** start **

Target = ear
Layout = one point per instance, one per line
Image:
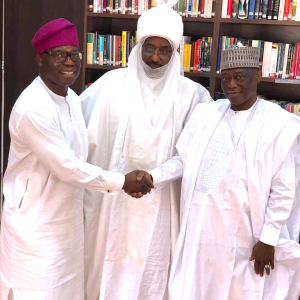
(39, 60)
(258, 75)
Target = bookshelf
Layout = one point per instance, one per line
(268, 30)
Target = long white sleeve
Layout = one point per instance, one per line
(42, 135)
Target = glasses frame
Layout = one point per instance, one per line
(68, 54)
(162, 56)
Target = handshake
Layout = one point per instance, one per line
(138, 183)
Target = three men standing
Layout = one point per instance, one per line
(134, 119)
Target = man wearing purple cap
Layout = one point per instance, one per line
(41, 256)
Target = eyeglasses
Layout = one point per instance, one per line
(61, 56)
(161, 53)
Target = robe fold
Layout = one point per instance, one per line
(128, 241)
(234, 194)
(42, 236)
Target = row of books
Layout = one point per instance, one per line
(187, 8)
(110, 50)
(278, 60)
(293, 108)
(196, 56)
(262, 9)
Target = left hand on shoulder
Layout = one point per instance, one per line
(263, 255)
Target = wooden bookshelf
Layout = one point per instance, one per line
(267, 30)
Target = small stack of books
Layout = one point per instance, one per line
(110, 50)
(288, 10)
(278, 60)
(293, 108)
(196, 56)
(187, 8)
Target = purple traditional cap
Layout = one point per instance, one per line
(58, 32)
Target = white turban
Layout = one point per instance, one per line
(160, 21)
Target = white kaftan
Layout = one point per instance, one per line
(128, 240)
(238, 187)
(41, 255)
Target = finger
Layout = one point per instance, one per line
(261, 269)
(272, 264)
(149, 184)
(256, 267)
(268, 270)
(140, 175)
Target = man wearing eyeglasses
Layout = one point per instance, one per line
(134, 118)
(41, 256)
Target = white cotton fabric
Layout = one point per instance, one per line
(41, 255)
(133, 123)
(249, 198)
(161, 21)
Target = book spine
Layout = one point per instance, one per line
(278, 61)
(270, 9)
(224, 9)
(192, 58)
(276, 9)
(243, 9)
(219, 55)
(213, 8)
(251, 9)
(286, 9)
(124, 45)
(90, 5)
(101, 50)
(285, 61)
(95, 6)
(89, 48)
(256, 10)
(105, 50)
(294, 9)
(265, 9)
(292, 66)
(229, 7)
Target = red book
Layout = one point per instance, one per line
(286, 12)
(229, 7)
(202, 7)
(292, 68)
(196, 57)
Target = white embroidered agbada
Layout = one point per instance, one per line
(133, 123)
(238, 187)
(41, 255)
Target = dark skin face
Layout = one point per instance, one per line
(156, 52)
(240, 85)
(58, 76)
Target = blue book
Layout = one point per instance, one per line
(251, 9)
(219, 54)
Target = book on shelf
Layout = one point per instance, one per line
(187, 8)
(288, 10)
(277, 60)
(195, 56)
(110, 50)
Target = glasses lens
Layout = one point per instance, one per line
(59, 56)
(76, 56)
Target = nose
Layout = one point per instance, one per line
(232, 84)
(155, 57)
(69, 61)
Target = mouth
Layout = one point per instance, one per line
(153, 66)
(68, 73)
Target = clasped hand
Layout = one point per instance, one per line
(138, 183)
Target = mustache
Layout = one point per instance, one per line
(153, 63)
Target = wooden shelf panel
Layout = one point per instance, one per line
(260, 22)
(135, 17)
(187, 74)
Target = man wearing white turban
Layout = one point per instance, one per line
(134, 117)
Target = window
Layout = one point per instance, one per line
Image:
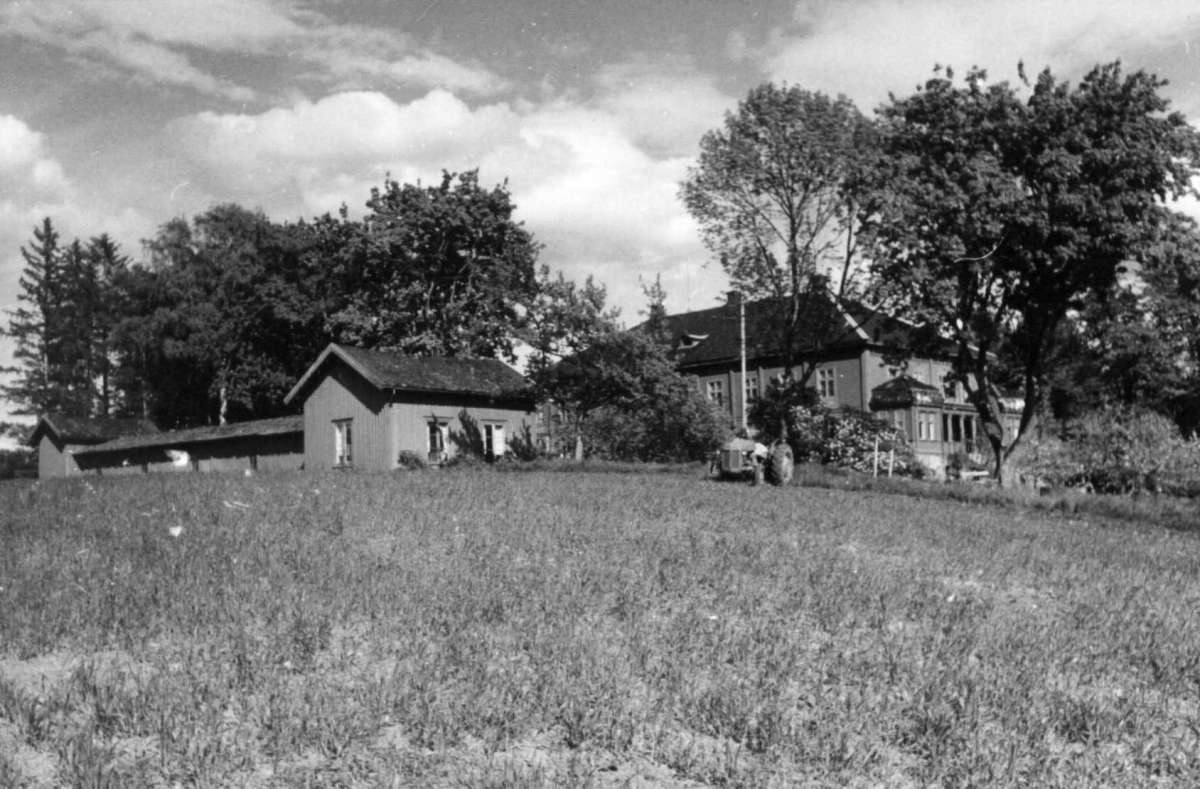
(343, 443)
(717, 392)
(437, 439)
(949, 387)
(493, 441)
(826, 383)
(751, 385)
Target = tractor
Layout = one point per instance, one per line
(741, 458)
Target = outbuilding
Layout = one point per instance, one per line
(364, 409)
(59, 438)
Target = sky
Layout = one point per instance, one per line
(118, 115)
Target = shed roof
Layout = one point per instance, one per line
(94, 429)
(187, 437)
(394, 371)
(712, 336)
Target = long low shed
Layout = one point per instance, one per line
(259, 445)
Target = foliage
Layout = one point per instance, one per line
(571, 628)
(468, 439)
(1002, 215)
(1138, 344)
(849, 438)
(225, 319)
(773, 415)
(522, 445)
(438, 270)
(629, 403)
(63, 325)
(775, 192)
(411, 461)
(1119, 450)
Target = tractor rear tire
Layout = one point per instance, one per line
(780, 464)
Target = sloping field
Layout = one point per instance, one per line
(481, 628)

** end **

### Exercise details
Quote all of the items above word for word, but leave out the pictures.

### Result below
Target = ear
Layout = one point per instance, one per line
Image:
(39, 60)
(258, 75)
Target = bookshelf
Layout = one point per instance, one per line
(268, 30)
Target = long white sleeve
Layout = one point per instance, one per line
(42, 135)
Target = glasses frame
Layout = one point per instance, one per line
(68, 54)
(162, 56)
Target = handshake
Layout = one point per instance, one per line
(138, 183)
Target = three men standing
Layout = one point per instance, one per line
(134, 119)
Target = man wearing purple cap
Layout = one point per instance, one per line
(41, 256)
Target = eyeglasses
Layout = one point per instance, one per line
(61, 56)
(161, 53)
Target = robe fold
Layout = one point per instance, one per line
(128, 241)
(234, 194)
(42, 236)
Target = row of books
Layout = one point per instance, one per line
(187, 8)
(110, 50)
(278, 60)
(293, 108)
(196, 56)
(262, 9)
Target = left hand on shoulder
Layout = one point per instance, one per line
(263, 255)
Target = wooden bookshelf
Layout = one point per instance, one per line
(267, 30)
Target = small stack of books
Layout = one point per instance, one per line
(110, 50)
(288, 10)
(278, 60)
(293, 108)
(196, 56)
(187, 8)
Target = purple traditional cap
Layout = one point per instance, one per line
(58, 32)
Target = white turban
Layout = one point per instance, one per line
(160, 21)
Target = white kaftan
Layout = one point per instance, one per line
(128, 240)
(238, 187)
(41, 255)
Target = finger
Layout = one point per instance, one per line
(261, 269)
(272, 264)
(149, 184)
(256, 267)
(268, 270)
(140, 175)
Target = man wearing eyeglasses
Layout = one point per instance, one per line
(134, 118)
(41, 256)
Target = white cotton fabric
Layout = one point per instance, one per line
(41, 255)
(133, 123)
(249, 198)
(161, 21)
Target = book spine
Layout = one point per instance, one per line
(278, 61)
(270, 9)
(224, 9)
(192, 58)
(276, 9)
(243, 9)
(219, 55)
(213, 8)
(251, 9)
(286, 9)
(124, 45)
(90, 5)
(101, 50)
(285, 61)
(95, 6)
(89, 48)
(256, 10)
(105, 50)
(294, 9)
(265, 9)
(292, 66)
(229, 7)
Target = red book
Layout = one point per instance, one per line
(286, 12)
(229, 7)
(202, 7)
(292, 68)
(196, 57)
Target = white embroidered agbada
Layout = one point per instance, one per line
(133, 123)
(238, 187)
(41, 255)
Target = dark skin face
Layout = one point per instance, one per line
(156, 52)
(240, 85)
(58, 76)
Target = blue book
Layout = one point per instance, one per line
(251, 9)
(219, 54)
Target = book on shelf
Layout = one point per instance, one per line
(187, 8)
(288, 10)
(277, 60)
(195, 56)
(110, 50)
Target = glasses lens
Layout = one point per instance, one per line
(59, 56)
(76, 56)
Target = nose
Layout = one point per instance, one per line
(232, 84)
(155, 57)
(69, 61)
Target = mouth
Layout = one point per instance, one per line
(153, 66)
(68, 73)
Target = clasped hand
Layout = one point per instance, one per line
(138, 183)
Target = mustache
Layout = one point per instance, one per line
(153, 63)
Target = wooden shelf panel
Layout = one point per instance, one per line
(260, 22)
(135, 17)
(187, 74)
Target = man wearing white turban
Layout = one point per instance, one per line
(134, 117)
Target = window
Layout = one point per instance, one per line
Image:
(343, 443)
(717, 392)
(437, 439)
(949, 387)
(493, 441)
(826, 383)
(751, 385)
Target = tractor
Layout = one point per instance, one per line
(741, 458)
Target = outbuilding
Layout = one point per instance, one per line
(364, 409)
(59, 438)
Target = sky
Layout = one point per instance, one per line
(118, 115)
Target = shed roof
Layout = one point per instance, one per line
(94, 429)
(187, 437)
(394, 371)
(712, 336)
Target = long low shed
Layout = one point per instance, one per line
(259, 445)
Target = foliage
Layout = one point per instance, one per line
(571, 628)
(468, 439)
(1002, 215)
(1138, 344)
(849, 438)
(225, 319)
(773, 415)
(522, 445)
(438, 270)
(629, 403)
(63, 325)
(775, 192)
(411, 461)
(1119, 450)
Target = tractor rear tire
Layout = one point per instance, one per line
(780, 464)
Target = sloping field
Layout = one point per instance, one per line
(481, 628)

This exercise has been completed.